# Task objective:
Your output must match the records exactly, line for line.
[[ Stored data open ]]
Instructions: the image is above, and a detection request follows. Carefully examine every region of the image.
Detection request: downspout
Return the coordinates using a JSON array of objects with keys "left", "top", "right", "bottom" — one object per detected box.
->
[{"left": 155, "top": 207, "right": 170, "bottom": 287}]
[[ Stored data closed ]]
# Expected answer:
Instructions: the image is above, and a detection request follows. Carefully examine every region of the image.
Detection request: downspout
Return the coordinates using a JSON array of objects with keys "left", "top", "right", "bottom" — one object per detected box.
->
[{"left": 155, "top": 207, "right": 170, "bottom": 287}]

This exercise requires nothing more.